_Set exercise_: Recast only the opening stretch of the entries below, from their very first line through the line containing "[[49, 111, 180, 281], [180, 173, 258, 280]]" (both included), as a JSON list of strings with one string per line and blank lines omitted.
┄┄┄┄┄┄┄┄┄┄┄┄┄┄┄┄┄┄┄┄
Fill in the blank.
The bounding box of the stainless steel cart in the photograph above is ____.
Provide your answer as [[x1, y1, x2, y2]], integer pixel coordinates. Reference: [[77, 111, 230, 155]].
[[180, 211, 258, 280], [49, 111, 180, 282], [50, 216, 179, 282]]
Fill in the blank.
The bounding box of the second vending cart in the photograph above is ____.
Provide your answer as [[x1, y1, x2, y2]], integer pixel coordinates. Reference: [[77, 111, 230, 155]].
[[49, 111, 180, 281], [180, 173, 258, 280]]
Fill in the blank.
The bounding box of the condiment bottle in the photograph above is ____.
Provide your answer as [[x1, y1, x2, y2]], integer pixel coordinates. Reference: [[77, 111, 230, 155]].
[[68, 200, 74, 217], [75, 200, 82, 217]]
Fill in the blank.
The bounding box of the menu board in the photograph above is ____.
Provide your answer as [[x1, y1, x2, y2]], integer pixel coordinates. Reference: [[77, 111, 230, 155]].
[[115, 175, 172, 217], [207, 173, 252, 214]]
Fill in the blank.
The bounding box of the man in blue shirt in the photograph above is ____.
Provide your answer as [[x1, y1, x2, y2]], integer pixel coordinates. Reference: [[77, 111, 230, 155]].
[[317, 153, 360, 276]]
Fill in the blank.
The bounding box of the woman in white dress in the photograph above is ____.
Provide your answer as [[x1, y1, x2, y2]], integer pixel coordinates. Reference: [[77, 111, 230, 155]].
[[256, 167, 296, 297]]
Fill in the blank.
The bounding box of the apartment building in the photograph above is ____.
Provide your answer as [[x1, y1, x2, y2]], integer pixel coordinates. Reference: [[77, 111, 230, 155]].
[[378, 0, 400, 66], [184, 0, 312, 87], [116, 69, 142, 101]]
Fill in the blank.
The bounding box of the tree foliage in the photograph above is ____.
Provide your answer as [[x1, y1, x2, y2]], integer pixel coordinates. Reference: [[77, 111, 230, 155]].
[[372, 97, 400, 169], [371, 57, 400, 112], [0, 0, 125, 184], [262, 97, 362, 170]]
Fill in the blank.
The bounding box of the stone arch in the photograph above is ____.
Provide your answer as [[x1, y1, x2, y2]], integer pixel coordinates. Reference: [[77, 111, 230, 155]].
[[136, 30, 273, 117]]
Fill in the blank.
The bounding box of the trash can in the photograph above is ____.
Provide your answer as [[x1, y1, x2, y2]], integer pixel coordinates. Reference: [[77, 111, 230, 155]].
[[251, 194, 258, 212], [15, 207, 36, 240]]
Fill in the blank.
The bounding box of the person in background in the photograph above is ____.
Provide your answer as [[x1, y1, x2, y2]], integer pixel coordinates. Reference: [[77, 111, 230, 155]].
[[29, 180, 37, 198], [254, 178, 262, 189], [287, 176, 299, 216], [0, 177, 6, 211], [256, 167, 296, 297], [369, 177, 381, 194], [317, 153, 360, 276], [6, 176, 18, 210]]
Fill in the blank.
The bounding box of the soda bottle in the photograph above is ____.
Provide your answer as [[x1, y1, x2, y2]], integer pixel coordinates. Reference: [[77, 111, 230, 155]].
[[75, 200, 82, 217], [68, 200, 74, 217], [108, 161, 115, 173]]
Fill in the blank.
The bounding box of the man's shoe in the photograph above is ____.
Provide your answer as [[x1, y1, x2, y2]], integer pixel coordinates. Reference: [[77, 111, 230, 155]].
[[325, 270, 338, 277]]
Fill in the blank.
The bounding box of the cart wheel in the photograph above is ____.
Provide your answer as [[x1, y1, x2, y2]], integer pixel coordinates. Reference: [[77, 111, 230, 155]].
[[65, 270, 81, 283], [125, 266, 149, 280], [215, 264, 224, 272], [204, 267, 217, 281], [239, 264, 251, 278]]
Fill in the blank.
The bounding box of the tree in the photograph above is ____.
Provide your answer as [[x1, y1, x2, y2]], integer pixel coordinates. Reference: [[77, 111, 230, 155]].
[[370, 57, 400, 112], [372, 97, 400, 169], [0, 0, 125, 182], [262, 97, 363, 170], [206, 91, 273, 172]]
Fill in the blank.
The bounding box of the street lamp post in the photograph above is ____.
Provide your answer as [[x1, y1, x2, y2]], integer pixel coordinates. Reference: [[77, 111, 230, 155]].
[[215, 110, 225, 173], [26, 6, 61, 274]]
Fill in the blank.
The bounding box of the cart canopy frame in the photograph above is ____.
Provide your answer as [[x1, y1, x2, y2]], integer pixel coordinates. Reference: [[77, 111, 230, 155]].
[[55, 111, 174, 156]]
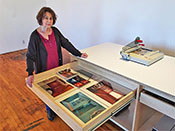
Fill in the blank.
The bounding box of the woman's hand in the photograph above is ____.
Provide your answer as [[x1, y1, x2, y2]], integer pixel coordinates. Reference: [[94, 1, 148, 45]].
[[26, 75, 34, 87], [81, 53, 88, 58]]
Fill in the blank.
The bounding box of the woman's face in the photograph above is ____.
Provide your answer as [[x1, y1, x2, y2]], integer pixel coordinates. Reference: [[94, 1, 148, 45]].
[[42, 12, 53, 28]]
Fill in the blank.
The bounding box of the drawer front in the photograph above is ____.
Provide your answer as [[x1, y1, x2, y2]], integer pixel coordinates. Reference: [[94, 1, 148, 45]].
[[140, 92, 175, 119], [83, 90, 136, 131]]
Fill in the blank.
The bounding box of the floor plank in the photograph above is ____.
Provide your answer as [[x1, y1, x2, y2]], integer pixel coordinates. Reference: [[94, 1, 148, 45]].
[[0, 50, 122, 131]]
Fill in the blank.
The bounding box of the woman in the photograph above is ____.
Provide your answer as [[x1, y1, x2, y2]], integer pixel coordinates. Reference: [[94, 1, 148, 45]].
[[26, 7, 88, 120]]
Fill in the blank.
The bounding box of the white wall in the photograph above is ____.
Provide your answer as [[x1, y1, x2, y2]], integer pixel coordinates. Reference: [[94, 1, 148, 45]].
[[0, 0, 46, 54], [0, 0, 175, 56], [46, 0, 175, 56]]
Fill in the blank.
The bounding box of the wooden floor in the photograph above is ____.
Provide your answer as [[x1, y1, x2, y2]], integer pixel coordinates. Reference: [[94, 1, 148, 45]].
[[0, 50, 122, 131]]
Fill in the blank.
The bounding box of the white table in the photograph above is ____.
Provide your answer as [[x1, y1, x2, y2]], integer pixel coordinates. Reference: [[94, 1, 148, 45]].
[[80, 43, 175, 130], [82, 43, 175, 101]]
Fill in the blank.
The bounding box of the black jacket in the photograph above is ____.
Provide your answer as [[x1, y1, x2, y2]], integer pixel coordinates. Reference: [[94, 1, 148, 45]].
[[26, 27, 81, 75]]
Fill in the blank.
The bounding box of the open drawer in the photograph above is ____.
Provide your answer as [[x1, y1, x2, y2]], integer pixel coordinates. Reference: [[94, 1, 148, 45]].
[[140, 90, 175, 119], [31, 62, 137, 130]]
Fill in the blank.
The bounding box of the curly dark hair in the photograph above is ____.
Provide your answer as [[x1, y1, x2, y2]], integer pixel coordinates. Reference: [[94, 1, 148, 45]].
[[36, 7, 57, 25]]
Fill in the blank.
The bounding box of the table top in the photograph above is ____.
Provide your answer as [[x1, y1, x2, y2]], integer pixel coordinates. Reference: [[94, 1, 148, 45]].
[[81, 43, 175, 99]]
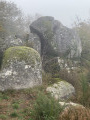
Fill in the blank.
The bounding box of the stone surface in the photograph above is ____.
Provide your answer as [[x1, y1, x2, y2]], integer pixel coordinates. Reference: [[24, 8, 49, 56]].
[[30, 16, 82, 58], [0, 46, 42, 91], [28, 33, 41, 54], [44, 57, 80, 73], [46, 81, 75, 100]]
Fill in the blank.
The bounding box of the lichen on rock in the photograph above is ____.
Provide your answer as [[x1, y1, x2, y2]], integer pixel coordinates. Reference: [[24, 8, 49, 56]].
[[0, 46, 42, 91], [46, 81, 75, 100]]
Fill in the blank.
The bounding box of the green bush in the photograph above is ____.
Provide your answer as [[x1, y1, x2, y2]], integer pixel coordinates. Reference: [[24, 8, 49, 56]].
[[31, 93, 63, 120], [81, 76, 90, 107], [10, 112, 18, 118]]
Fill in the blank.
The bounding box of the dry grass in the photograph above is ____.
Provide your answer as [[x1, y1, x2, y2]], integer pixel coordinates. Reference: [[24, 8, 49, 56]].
[[59, 107, 90, 120]]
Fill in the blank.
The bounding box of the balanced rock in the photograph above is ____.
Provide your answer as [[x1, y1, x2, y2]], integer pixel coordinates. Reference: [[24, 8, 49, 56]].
[[0, 46, 42, 91]]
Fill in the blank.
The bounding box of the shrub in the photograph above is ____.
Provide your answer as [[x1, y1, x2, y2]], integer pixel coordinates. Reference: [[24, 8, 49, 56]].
[[10, 112, 18, 118], [79, 76, 90, 107], [0, 114, 7, 120], [31, 93, 63, 120]]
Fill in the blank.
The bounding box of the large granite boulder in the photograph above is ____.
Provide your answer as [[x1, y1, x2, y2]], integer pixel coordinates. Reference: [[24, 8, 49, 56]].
[[46, 81, 75, 100], [0, 46, 42, 91], [30, 16, 82, 58]]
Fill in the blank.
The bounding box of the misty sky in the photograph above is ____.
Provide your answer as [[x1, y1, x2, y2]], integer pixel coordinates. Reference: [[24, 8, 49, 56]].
[[7, 0, 90, 27]]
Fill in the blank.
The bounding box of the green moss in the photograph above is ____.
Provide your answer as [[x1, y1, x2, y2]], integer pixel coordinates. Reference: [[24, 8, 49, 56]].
[[2, 46, 40, 67]]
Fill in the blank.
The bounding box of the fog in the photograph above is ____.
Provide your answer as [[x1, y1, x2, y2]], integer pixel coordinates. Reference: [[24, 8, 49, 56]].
[[7, 0, 90, 27]]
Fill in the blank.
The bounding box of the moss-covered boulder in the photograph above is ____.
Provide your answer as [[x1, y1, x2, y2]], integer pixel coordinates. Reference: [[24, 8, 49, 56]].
[[0, 46, 42, 90], [46, 81, 75, 100]]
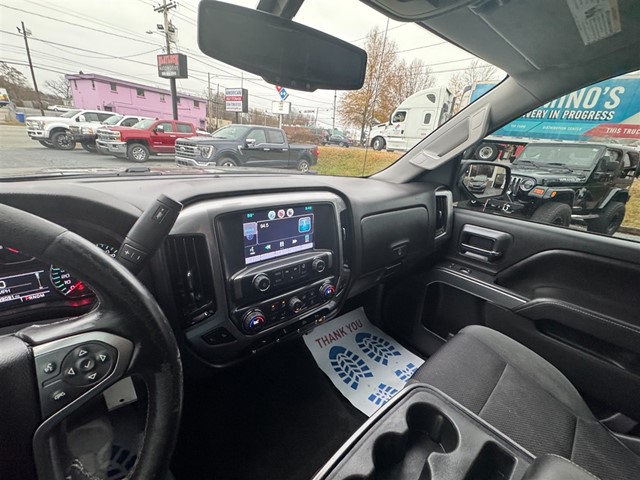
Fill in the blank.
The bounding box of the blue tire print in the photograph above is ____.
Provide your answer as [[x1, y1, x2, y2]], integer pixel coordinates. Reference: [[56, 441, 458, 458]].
[[329, 346, 373, 390], [356, 332, 402, 365]]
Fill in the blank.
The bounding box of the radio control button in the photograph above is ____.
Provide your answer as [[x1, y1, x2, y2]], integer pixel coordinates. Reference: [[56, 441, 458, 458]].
[[320, 283, 336, 300], [253, 273, 271, 292], [242, 310, 267, 333], [289, 297, 304, 313], [311, 258, 327, 273]]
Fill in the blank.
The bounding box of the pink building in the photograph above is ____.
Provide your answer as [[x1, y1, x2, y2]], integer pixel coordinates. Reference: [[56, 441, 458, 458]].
[[65, 73, 207, 128]]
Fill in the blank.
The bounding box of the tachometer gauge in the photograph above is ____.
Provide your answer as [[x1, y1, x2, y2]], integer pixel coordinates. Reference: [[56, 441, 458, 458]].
[[50, 265, 93, 298], [50, 243, 118, 298]]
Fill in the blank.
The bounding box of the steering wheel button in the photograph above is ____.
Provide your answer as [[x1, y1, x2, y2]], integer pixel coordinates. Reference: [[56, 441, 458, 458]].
[[96, 352, 109, 363], [42, 362, 58, 374], [77, 358, 96, 372], [51, 390, 67, 402]]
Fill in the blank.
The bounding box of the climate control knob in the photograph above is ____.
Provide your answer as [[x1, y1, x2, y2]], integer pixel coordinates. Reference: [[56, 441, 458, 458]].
[[289, 297, 304, 313], [253, 273, 271, 292], [311, 258, 327, 273], [242, 310, 267, 333], [320, 282, 336, 300]]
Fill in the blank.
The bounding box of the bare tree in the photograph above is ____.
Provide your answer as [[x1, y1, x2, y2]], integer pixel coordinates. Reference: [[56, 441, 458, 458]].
[[389, 58, 436, 108], [44, 75, 71, 101], [338, 27, 397, 142]]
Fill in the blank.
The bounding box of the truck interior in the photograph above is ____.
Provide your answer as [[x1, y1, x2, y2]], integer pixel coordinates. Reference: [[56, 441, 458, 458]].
[[0, 0, 640, 480]]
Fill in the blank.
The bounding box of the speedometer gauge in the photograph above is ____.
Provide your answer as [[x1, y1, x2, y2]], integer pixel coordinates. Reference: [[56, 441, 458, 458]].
[[50, 265, 91, 298], [50, 243, 118, 298]]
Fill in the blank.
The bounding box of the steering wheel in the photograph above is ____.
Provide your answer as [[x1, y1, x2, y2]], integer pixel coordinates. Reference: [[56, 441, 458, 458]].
[[0, 205, 182, 479]]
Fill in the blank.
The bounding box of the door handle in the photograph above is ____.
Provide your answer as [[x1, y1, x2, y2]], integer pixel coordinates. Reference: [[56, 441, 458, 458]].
[[458, 224, 512, 262], [460, 243, 502, 258]]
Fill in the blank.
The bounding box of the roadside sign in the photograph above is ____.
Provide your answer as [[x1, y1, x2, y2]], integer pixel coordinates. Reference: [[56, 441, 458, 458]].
[[271, 102, 291, 115], [276, 85, 289, 102], [0, 88, 9, 106], [224, 88, 249, 113], [158, 53, 188, 78]]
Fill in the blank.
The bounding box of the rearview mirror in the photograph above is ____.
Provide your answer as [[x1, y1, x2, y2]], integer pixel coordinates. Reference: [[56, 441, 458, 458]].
[[459, 161, 511, 200], [198, 0, 367, 92], [605, 160, 620, 172]]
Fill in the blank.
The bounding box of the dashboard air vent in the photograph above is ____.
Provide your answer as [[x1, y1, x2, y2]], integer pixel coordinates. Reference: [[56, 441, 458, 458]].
[[340, 210, 353, 268], [166, 235, 216, 327], [436, 190, 453, 239]]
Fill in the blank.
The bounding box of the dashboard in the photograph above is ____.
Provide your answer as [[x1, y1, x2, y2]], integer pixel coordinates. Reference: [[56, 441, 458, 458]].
[[0, 174, 444, 366]]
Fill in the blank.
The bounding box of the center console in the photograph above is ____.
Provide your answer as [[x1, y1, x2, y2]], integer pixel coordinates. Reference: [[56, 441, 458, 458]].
[[165, 192, 349, 364], [314, 383, 533, 480]]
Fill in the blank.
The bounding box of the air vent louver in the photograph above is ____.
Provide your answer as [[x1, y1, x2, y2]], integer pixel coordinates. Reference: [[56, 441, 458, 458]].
[[436, 191, 453, 238], [166, 235, 216, 327]]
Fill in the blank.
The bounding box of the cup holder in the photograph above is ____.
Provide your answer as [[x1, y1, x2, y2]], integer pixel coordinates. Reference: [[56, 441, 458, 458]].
[[373, 403, 460, 480]]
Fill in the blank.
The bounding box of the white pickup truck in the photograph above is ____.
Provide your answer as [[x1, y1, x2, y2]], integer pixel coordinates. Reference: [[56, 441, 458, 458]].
[[69, 115, 147, 153], [26, 110, 116, 150]]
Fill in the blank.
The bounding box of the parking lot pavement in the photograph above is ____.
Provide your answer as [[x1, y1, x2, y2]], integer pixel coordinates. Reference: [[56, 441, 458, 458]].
[[0, 125, 174, 176]]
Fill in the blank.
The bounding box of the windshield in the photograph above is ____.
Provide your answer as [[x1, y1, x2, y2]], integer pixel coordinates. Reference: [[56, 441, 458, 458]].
[[212, 126, 249, 140], [133, 118, 156, 130], [102, 115, 122, 125], [60, 110, 80, 118], [0, 0, 505, 177], [514, 144, 602, 169]]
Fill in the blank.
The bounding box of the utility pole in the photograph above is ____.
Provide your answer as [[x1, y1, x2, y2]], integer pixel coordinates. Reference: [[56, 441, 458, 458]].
[[331, 90, 338, 133], [17, 22, 44, 117], [153, 0, 178, 120], [216, 83, 220, 130], [207, 72, 212, 128]]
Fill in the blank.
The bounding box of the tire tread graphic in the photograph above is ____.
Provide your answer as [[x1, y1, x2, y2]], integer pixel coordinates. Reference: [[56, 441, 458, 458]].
[[356, 332, 402, 365], [329, 346, 373, 390]]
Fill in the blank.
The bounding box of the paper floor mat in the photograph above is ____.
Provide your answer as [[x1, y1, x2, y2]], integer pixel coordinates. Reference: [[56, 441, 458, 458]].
[[304, 308, 424, 416]]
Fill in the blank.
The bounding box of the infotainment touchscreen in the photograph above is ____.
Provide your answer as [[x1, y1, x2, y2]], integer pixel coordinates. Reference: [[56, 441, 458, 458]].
[[242, 205, 315, 265]]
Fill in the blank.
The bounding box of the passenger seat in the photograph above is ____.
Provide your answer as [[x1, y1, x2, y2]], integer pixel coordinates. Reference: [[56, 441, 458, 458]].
[[412, 326, 640, 480]]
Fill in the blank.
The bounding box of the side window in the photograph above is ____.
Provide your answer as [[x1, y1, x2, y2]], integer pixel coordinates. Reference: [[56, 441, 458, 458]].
[[456, 74, 640, 242], [120, 117, 138, 127], [267, 130, 285, 144], [247, 128, 267, 145], [391, 111, 407, 123], [157, 122, 173, 133]]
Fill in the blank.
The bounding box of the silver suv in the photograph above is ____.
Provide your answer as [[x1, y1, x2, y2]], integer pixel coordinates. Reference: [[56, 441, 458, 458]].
[[26, 109, 116, 150]]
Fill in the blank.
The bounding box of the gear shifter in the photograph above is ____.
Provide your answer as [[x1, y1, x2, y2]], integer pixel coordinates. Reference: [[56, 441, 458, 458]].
[[116, 195, 182, 274]]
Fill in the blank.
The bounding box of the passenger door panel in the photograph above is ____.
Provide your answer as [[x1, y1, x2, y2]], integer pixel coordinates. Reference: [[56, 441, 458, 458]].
[[385, 208, 640, 419]]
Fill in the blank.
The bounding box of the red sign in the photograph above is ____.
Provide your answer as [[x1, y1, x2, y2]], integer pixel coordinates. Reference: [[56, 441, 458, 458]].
[[158, 53, 188, 78], [584, 123, 640, 140]]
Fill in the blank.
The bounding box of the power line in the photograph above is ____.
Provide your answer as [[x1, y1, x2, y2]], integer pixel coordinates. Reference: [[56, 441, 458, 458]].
[[0, 3, 158, 46], [396, 42, 449, 53]]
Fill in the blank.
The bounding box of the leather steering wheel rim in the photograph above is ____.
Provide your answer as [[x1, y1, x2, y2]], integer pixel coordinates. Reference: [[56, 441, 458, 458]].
[[0, 205, 183, 479]]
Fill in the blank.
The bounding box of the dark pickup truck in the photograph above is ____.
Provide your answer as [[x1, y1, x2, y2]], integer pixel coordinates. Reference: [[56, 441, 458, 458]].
[[176, 124, 318, 172]]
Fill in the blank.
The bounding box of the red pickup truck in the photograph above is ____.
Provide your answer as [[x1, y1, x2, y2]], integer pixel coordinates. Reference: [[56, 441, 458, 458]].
[[96, 119, 197, 162]]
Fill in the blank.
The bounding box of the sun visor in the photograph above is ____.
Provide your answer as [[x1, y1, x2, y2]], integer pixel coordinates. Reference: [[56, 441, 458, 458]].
[[469, 0, 640, 70]]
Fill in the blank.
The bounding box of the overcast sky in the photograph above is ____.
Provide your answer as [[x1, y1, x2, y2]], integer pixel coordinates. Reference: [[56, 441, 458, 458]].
[[0, 0, 490, 124]]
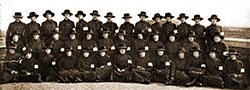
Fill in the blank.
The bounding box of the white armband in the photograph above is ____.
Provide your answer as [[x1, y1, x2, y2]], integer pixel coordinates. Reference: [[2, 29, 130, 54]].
[[77, 46, 82, 50], [148, 62, 153, 67], [60, 48, 64, 52], [165, 62, 171, 66], [107, 62, 112, 66], [128, 60, 132, 64]]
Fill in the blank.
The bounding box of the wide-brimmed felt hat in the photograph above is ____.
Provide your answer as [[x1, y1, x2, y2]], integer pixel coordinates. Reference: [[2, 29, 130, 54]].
[[75, 11, 86, 17], [98, 46, 108, 52], [27, 12, 39, 18], [8, 44, 17, 49], [117, 30, 126, 35], [169, 31, 177, 36], [32, 30, 41, 35], [90, 10, 100, 17], [122, 13, 132, 19], [65, 46, 73, 52], [152, 13, 163, 20], [187, 31, 195, 37], [13, 12, 23, 18], [177, 13, 189, 20], [178, 47, 188, 53], [85, 30, 93, 35], [138, 47, 146, 52], [228, 49, 239, 55], [157, 46, 165, 51], [43, 10, 55, 17], [192, 14, 203, 21], [208, 14, 220, 22], [82, 47, 91, 52], [213, 32, 225, 39], [138, 11, 148, 18], [118, 44, 127, 49], [164, 13, 174, 19], [62, 9, 73, 16], [104, 12, 115, 18], [208, 47, 219, 53], [191, 47, 203, 52]]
┄┄┄┄┄┄┄┄┄┄┄┄┄┄┄┄┄┄┄┄
_The result_:
[
  "Fill in the blank.",
  "The bounding box of the stainless steel cart in the photograph above is ____.",
  "Provide your answer as [[x1, y1, x2, y2]], integer pixel coordinates. Reference: [[77, 111, 230, 155]].",
  "[[180, 211, 258, 280], [49, 111, 180, 282], [50, 216, 179, 282]]",
  "Fill in the blank.",
  "The bounding box of the second vending cart in the photograph above is ____.",
  "Provide your answer as [[x1, y1, x2, y2]], integer pixel coordinates. Reference: [[77, 111, 230, 155]].",
  "[[49, 111, 180, 281], [180, 173, 258, 280]]"
]